THE EXERCISE: Rewrite everything from the line containing "[locate] brick building" down to the end of the records, swapping "industrial building facade" for "factory facade" and changing nothing else. Leave the pictures out.

DATA RECORDS:
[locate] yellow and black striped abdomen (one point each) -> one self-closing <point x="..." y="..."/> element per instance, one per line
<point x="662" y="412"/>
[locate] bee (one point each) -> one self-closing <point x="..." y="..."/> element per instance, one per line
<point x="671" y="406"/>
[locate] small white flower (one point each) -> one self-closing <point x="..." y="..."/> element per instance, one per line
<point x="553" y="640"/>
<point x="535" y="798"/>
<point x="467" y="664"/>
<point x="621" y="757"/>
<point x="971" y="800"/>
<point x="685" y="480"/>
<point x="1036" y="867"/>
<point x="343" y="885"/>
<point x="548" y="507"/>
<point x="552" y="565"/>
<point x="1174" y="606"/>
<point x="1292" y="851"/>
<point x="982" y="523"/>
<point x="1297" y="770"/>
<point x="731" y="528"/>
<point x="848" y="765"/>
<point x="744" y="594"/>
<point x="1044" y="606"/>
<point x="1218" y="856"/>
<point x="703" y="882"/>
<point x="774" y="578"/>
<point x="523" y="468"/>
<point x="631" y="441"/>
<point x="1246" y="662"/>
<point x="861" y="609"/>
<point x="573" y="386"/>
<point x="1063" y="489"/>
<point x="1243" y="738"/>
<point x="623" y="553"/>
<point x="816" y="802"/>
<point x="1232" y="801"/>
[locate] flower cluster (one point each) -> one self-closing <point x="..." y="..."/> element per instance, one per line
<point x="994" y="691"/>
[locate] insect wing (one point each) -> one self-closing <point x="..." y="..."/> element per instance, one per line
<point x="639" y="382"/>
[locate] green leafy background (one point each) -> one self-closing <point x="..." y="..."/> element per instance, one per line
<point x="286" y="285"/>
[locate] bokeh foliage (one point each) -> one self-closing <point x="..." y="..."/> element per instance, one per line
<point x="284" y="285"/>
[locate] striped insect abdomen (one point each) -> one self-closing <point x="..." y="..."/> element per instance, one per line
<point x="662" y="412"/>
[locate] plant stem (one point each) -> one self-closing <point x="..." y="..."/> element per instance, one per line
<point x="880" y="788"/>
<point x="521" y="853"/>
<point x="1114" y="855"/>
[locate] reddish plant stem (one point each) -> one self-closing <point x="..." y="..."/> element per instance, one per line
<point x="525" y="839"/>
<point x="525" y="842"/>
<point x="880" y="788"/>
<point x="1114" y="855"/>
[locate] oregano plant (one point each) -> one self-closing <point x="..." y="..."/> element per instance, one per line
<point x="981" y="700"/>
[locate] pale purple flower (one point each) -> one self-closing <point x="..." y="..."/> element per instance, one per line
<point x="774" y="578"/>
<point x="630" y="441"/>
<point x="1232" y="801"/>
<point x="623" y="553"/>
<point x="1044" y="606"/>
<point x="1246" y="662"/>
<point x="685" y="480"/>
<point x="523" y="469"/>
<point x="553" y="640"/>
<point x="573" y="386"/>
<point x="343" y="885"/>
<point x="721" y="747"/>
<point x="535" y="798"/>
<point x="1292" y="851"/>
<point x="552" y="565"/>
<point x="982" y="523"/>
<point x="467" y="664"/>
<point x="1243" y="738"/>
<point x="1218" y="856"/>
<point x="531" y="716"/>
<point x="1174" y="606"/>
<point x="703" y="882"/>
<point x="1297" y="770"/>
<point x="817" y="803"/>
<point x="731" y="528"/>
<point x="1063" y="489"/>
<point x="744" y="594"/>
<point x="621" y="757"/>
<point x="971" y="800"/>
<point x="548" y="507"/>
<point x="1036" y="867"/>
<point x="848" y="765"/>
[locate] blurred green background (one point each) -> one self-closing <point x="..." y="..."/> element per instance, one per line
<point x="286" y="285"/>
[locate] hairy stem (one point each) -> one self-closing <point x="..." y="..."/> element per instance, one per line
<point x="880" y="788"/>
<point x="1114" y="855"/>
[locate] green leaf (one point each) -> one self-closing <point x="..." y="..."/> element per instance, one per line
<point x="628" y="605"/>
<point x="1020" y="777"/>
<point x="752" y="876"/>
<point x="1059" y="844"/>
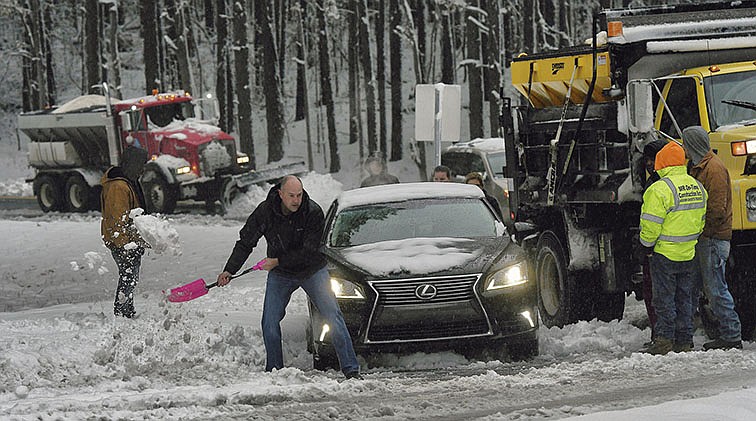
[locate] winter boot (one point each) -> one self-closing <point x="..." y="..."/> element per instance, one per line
<point x="661" y="346"/>
<point x="722" y="344"/>
<point x="682" y="347"/>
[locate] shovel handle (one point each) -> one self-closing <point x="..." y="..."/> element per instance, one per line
<point x="257" y="266"/>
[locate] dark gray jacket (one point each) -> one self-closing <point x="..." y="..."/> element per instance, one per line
<point x="294" y="239"/>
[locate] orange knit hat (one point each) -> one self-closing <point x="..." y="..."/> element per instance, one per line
<point x="671" y="155"/>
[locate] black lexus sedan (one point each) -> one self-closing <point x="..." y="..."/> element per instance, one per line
<point x="425" y="267"/>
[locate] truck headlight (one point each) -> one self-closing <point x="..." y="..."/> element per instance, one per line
<point x="507" y="277"/>
<point x="345" y="289"/>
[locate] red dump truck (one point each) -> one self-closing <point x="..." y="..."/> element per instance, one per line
<point x="191" y="157"/>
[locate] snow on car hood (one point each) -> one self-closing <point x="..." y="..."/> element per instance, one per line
<point x="415" y="255"/>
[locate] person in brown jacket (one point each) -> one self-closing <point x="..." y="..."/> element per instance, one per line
<point x="713" y="247"/>
<point x="121" y="193"/>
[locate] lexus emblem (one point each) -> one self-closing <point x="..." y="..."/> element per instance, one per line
<point x="426" y="291"/>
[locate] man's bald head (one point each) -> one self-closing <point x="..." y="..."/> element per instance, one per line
<point x="291" y="193"/>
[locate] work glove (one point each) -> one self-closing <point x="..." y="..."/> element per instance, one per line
<point x="642" y="252"/>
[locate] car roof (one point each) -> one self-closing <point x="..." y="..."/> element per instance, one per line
<point x="406" y="191"/>
<point x="486" y="145"/>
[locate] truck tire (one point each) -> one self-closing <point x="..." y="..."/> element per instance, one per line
<point x="78" y="194"/>
<point x="229" y="193"/>
<point x="160" y="196"/>
<point x="559" y="301"/>
<point x="741" y="280"/>
<point x="49" y="193"/>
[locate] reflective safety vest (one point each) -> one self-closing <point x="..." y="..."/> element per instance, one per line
<point x="673" y="214"/>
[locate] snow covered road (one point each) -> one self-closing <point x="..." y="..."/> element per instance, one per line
<point x="63" y="354"/>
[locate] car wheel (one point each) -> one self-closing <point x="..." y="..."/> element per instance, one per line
<point x="523" y="350"/>
<point x="49" y="193"/>
<point x="77" y="194"/>
<point x="559" y="298"/>
<point x="160" y="196"/>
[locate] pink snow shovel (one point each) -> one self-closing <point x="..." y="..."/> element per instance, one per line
<point x="198" y="288"/>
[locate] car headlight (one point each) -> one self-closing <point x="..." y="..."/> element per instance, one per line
<point x="345" y="289"/>
<point x="242" y="159"/>
<point x="507" y="277"/>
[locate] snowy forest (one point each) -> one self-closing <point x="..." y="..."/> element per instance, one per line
<point x="272" y="64"/>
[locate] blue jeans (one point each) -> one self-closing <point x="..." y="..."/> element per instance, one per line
<point x="128" y="262"/>
<point x="278" y="292"/>
<point x="711" y="261"/>
<point x="672" y="284"/>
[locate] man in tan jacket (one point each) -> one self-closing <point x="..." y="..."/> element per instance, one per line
<point x="713" y="247"/>
<point x="121" y="193"/>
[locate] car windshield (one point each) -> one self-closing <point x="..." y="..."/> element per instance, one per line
<point x="456" y="218"/>
<point x="497" y="161"/>
<point x="462" y="163"/>
<point x="728" y="97"/>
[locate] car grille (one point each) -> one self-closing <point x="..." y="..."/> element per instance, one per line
<point x="400" y="315"/>
<point x="402" y="292"/>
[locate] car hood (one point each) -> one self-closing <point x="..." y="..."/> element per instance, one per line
<point x="422" y="256"/>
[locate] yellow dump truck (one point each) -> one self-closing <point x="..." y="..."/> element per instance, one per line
<point x="587" y="113"/>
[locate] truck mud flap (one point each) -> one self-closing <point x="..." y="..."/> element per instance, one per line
<point x="254" y="177"/>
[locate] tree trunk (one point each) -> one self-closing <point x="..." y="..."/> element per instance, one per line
<point x="355" y="115"/>
<point x="299" y="108"/>
<point x="420" y="31"/>
<point x="367" y="69"/>
<point x="221" y="60"/>
<point x="475" y="82"/>
<point x="92" y="44"/>
<point x="380" y="29"/>
<point x="49" y="68"/>
<point x="115" y="60"/>
<point x="271" y="84"/>
<point x="243" y="94"/>
<point x="150" y="45"/>
<point x="326" y="91"/>
<point x="185" y="77"/>
<point x="493" y="69"/>
<point x="395" y="56"/>
<point x="447" y="52"/>
<point x="209" y="14"/>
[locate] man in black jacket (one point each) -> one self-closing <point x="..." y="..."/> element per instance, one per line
<point x="292" y="225"/>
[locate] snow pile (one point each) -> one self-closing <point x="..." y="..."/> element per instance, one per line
<point x="416" y="255"/>
<point x="16" y="187"/>
<point x="92" y="260"/>
<point x="157" y="231"/>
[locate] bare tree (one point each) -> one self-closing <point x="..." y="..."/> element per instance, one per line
<point x="367" y="69"/>
<point x="222" y="90"/>
<point x="241" y="82"/>
<point x="355" y="118"/>
<point x="326" y="90"/>
<point x="473" y="62"/>
<point x="301" y="97"/>
<point x="447" y="51"/>
<point x="114" y="59"/>
<point x="151" y="55"/>
<point x="395" y="56"/>
<point x="91" y="42"/>
<point x="380" y="73"/>
<point x="271" y="83"/>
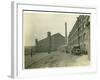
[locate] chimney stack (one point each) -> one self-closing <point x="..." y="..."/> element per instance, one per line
<point x="49" y="41"/>
<point x="66" y="33"/>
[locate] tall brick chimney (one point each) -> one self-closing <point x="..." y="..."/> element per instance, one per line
<point x="36" y="43"/>
<point x="49" y="41"/>
<point x="66" y="42"/>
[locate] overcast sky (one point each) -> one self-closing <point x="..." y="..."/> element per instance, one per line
<point x="37" y="24"/>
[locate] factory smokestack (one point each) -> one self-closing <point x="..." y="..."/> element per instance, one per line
<point x="65" y="33"/>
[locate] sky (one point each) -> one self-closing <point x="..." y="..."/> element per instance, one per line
<point x="37" y="24"/>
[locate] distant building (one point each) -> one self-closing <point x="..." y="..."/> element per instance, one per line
<point x="80" y="33"/>
<point x="50" y="43"/>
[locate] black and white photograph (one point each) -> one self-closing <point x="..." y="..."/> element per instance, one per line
<point x="56" y="39"/>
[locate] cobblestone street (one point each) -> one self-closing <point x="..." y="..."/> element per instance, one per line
<point x="55" y="59"/>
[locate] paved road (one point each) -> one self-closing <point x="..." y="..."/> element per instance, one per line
<point x="56" y="59"/>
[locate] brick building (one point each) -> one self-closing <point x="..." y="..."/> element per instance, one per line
<point x="80" y="33"/>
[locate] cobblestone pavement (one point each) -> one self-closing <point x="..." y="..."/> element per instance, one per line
<point x="55" y="59"/>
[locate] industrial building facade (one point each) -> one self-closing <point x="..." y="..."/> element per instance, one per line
<point x="80" y="34"/>
<point x="51" y="43"/>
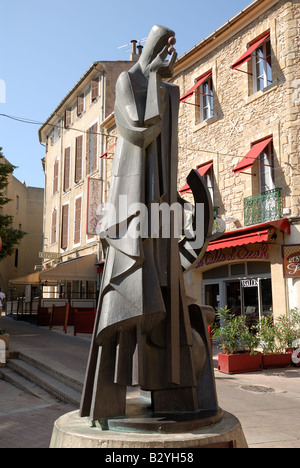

OUTPUT OF THE TASK:
[locate] brick building (one point each) -> one self-closing <point x="..." y="..."/> element per instance, one per line
<point x="80" y="33"/>
[locate] cobblestone pavement (one point each) -> one self-closing <point x="..." y="..."/> element per instance, one per line
<point x="55" y="59"/>
[locate] factory facade (one point each) -> one self-closing <point x="..." y="..."/> element per instance, one per line
<point x="80" y="34"/>
<point x="51" y="43"/>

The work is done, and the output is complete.